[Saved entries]
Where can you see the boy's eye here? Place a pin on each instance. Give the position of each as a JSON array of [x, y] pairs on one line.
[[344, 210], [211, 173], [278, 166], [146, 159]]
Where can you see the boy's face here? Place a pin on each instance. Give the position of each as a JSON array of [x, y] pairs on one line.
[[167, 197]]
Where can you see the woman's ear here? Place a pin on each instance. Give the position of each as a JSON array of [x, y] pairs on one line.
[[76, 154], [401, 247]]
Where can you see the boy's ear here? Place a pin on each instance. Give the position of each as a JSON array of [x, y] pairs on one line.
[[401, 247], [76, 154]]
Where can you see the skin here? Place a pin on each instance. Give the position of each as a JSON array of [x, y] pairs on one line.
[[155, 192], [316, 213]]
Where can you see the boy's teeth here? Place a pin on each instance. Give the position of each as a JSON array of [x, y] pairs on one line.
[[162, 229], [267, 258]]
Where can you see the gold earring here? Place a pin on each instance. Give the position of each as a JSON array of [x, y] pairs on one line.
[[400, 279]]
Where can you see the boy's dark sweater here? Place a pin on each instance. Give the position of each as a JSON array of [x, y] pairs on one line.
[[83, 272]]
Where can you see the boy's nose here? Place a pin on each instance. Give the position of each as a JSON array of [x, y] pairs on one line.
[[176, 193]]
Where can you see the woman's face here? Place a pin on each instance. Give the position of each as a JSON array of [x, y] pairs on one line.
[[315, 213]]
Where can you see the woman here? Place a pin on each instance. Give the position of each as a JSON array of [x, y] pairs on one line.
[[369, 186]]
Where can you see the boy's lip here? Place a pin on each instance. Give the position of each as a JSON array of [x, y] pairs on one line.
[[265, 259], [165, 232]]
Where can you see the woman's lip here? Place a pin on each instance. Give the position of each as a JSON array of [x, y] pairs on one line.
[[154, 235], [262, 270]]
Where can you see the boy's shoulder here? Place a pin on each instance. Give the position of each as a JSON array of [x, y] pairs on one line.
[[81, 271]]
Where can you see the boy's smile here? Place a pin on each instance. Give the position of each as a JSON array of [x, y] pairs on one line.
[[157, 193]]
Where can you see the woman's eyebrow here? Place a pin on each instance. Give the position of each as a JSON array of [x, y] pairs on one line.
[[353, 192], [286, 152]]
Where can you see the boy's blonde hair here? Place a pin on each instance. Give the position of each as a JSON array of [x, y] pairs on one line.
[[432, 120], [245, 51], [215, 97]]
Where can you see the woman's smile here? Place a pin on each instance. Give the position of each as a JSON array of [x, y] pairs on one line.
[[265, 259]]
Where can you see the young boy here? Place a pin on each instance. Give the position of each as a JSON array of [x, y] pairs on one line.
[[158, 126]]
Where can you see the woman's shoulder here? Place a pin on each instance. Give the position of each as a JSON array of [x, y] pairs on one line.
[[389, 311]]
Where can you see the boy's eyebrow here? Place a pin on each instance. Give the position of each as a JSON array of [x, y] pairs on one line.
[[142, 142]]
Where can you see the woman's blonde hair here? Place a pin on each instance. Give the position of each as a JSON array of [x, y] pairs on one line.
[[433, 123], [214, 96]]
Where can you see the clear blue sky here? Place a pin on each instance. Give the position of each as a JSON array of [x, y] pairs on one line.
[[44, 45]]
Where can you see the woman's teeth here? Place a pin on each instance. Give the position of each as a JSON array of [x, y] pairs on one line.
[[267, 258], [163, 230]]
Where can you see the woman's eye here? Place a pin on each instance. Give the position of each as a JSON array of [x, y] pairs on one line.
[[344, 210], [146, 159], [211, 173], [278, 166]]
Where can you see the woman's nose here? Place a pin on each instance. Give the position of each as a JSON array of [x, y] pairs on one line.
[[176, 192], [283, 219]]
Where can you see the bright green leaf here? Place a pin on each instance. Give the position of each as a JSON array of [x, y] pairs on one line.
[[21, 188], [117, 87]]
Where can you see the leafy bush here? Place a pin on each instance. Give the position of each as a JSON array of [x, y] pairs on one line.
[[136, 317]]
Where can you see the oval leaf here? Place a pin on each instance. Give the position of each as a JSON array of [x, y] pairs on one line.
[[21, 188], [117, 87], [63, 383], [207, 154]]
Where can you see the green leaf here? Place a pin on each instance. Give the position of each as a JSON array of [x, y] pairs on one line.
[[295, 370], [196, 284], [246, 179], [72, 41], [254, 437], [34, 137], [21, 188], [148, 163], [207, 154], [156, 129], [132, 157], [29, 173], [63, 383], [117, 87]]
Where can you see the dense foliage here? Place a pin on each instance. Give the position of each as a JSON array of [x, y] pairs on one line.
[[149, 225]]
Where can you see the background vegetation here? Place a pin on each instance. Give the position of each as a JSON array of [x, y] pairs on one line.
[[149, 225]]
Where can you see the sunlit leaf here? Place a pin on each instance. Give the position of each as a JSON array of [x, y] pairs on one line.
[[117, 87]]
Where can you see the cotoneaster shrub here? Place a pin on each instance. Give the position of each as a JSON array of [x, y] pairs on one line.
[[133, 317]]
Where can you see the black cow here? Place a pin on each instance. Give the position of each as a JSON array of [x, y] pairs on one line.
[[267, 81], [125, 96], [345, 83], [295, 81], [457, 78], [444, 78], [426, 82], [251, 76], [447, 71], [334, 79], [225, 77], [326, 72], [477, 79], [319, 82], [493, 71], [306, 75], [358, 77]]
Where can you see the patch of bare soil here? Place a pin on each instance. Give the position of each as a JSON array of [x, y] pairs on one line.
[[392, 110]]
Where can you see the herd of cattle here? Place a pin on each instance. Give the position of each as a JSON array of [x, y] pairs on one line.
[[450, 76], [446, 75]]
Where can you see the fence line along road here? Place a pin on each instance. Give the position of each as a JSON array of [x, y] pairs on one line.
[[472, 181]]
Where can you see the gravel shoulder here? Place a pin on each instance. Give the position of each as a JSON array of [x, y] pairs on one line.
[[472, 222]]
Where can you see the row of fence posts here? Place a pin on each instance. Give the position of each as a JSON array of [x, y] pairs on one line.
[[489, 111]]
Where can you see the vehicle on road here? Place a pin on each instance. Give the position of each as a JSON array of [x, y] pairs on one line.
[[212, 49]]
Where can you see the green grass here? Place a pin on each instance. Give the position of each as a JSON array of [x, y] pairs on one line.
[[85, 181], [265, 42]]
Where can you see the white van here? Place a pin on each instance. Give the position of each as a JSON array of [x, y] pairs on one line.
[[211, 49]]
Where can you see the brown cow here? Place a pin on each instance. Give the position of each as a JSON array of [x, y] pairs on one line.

**TRY IT**
Please copy out every entry exactly, with nothing omitted.

**ANSWER AREA**
Where can you see the boy's eye here? Place a pin on each instance. Give the position of each as a JSON array of [x, y] pairs on one line.
[[344, 210], [211, 173], [278, 166], [146, 159]]
Where can you see the boy's face here? Place a pin on each instance. Give the position of each as a JSON array of [x, y] pairs on one line.
[[167, 197]]
Where can you see the woman's ear here? Place a pin on each instance. Give the position of each as a JSON array of [x, y] pairs on one line.
[[76, 154], [401, 247]]
Where can you see the boy's ear here? Place a pin on each instance. Give the position of each as a JSON array of [x, y] pairs on one line.
[[401, 247], [76, 154]]
Where can you see the skin here? Place a pin on each instance. Give the position of each as a JSON array of [x, y] pairs on one line.
[[155, 192], [316, 213]]
Where can you see the boy's teeth here? Place a pin on each instance. Give the position of each as a JSON array of [x, y] pairs on one line.
[[162, 229], [267, 258]]
Where can you see the gold earring here? Place a pin on each instance. Give the position of each as a JSON array of [x, y] pairs on one line.
[[400, 279]]
Where can you see the boy's dark sweater here? Place a pin on each instance. Give the position of each as a JSON array of [x, y] pairs on one line.
[[83, 272]]
Where can you see the boy's nose here? Place a pin on each instance. Give the position of each as a JSON array of [x, y] pairs on one line.
[[176, 193]]
Where can you see the woman's face here? Place a pin on each instance. Give the position of each as a JSON array of [x, y] pairs on one line.
[[315, 213]]
Where can you see the woman here? Place a pin on each instance. Give the position of each as a JSON array of [x, y] pairs on one line.
[[369, 186]]
Where can you see the boy's lip here? Place a pin on each instance. Give the position of each as a JSON array of [x, y] pairs on one line.
[[265, 259], [165, 232]]
Where can you see the woman's lip here? Place a pin on each instance. Give the position of each as a JSON array of [x, y] pairs on one line.
[[154, 235], [262, 270]]
Where can you see the boy's shoulder here? Place a pin on each instance. Give the position of each as a JSON array of [x, y] pairs on one line.
[[81, 271]]
Where can you see the boy's smile here? Place a pin on each instance. Give the position of each as a JSON array of [x, y] pairs on one line.
[[157, 193]]
Where can you see the woman's eyebrow here? Place a pin on each instance. Give the position of each as a JSON array of [x, y] pairs on one line.
[[353, 192], [286, 152]]
Where can you see the boy's blonde hair here? Place a pin on each instance. Give the position of each as a JSON array of [x, y] pairs on one line.
[[432, 120], [245, 51], [215, 97]]
Where can you see the woman's smile here? Place a pin on each instance. Give the position of each as a JSON array of [x, y] pairs on one line.
[[265, 259]]
Where can you see the young boy here? Place a pin on each instance. Give the position of each as a JSON array of [x, y] pairs on one line.
[[158, 126]]
Where can you see the woman's shoulder here? Place a pin on each instance. Give the position of each as a JSON array of [x, y] pairs on one line.
[[389, 311]]
Where can you see the boy's eyebrow here? Place a pin on each instance. Give the position of each as a JSON array of [x, y] pairs on one line.
[[142, 142]]
Where can you see the woman's blonde hair here? Place a pin on each instance. Give the position of each as a JSON array of [x, y] pairs on one line.
[[433, 123], [214, 96]]
Where can you see the clear blue sky here? Place a pin on each instance. Give the position of each as a JSON array of [x, y] pairs on one line.
[[44, 45]]
Where can you see the woman's teeth here? Place a pin on each instance. Give the position of each as a JSON array of [x, y] pairs on one line.
[[267, 258], [163, 230]]
Where can you see the woman's eye here? Place a pin on each instance. Give the position of each as a JSON array of [x, y] pairs on one line.
[[344, 210], [146, 159], [211, 173], [278, 166]]
Where can you see the woman's nose here? Place a pin on each instance. Give the position of each as a JSON array of [x, y] pairs on one line.
[[176, 192], [283, 219]]
Where can you see the bright green leaf here? Place a pin on each instance. Give the position of each as a JSON array of [x, y] pairs on one line.
[[21, 188], [117, 87]]
Where can you see the leafy bush here? Place a pin on each instance. Give the position of each as a JSON array of [x, y] pairs on one line.
[[136, 317]]
Where can you see the oval leaf here? Place a pin on each instance. Give the position of each as a JSON array of [x, y] pairs on one line.
[[21, 188], [117, 87], [63, 383], [207, 154]]
Where can you see the green leaf here? Place a pin on each instance. Give the position of each as a JSON array of [x, y] pairs on one line.
[[295, 370], [196, 284], [246, 179], [72, 41], [254, 437], [34, 137], [21, 188], [148, 163], [207, 154], [156, 129], [132, 157], [29, 173], [63, 383], [117, 87]]
Where can you see the dense foliage here? Place a pin on each instance. Give the position of each as a JSON array of [x, y] pairs on one line.
[[149, 225]]
Where can you see the background vegetation here? Place a pin on each instance. Give the position of each as a JSON array of [x, y] pairs on one line.
[[149, 225]]
Where can you see the sunlit leaf here? Place a pin on each instance. Give the position of each as a JSON array of [x, y] pairs on one line.
[[117, 87]]
Where can you see the cotoneaster shrub here? Place a pin on each instance. Give the position of each as a JSON array of [x, y] pairs on one line.
[[133, 317]]
Where can you see the black cow here? Place a pin on each instance. Give the position of each as a JSON array of [x, y] pairs on one line.
[[267, 81], [125, 96], [345, 83], [295, 81], [457, 78], [444, 78], [426, 82], [251, 76], [447, 71], [334, 79], [225, 77], [326, 72], [477, 79], [319, 82], [493, 71], [306, 75], [358, 77]]
Where can you see the patch of bare soil here? Place a pin on each instance. Give the position of each as a JSON array of [x, y] pairs on one line.
[[392, 110]]
Where can you see the herd of cattle here? Place a pin on each instance. Give the position of each as a JSON array of [x, y] pairs on one line.
[[450, 76], [446, 75]]
Where can you see the fence line along road here? Place a pin on each instance. Give the position of each as a JSON array of [x, y] pairs on one line.
[[472, 181]]
Where can you see the gravel shoulder here? Place a pin on each instance. Give the position of each as a JSON array of [x, y] pairs on one line.
[[472, 222]]
Where can you see the row of fence posts here? Place a pin on each instance. Give the position of each as a JSON array of [x, y] pairs on one line.
[[489, 111]]
Where can you see the vehicle on road here? Place a pin on each instance. Give the position of each as a JSON array of [x, y] pairs on one line.
[[212, 49]]
Where can you see the green grass here? Place a pin on each instance. Give the position of each as a JSON array of [x, y] pairs on one line.
[[85, 181], [265, 42]]
Where can you see the white van here? Place a pin on each instance. Give the position of each as a JSON array of [x, y] pairs on one line.
[[211, 49]]
Where can you see the brown cow here? Place a pin on each instance. Give the position of each as a JSON array of [x, y] pairs on one line.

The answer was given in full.